━━ THE DATA

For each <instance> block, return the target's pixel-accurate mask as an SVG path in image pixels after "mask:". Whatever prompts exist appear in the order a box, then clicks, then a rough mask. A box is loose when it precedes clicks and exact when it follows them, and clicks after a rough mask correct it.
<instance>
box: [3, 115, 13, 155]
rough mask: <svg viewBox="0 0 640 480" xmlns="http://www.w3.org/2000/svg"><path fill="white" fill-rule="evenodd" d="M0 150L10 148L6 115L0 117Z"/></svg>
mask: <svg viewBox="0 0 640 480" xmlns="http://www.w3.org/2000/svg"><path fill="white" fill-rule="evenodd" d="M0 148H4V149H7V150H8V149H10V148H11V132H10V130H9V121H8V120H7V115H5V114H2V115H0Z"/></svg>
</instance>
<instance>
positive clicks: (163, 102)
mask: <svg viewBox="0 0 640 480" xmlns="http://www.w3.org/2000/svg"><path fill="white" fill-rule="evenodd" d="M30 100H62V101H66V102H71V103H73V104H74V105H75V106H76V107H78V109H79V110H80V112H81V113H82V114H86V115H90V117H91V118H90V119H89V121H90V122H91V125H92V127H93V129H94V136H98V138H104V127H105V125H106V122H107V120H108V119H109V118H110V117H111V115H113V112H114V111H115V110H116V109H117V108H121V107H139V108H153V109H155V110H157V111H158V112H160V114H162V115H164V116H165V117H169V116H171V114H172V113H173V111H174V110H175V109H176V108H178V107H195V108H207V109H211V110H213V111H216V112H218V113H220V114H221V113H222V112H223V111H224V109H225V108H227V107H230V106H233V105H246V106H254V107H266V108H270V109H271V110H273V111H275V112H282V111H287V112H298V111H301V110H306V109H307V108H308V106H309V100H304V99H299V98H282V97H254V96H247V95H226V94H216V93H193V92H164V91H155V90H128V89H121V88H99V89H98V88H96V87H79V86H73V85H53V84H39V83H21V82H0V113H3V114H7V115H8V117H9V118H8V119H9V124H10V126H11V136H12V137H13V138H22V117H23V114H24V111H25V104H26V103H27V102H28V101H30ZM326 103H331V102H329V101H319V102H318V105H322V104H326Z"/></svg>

━━━━

Within this material, how many lines include the word "instance"? State only the number.

◆ **SOLUTION TO THIS EXERCISE**: 4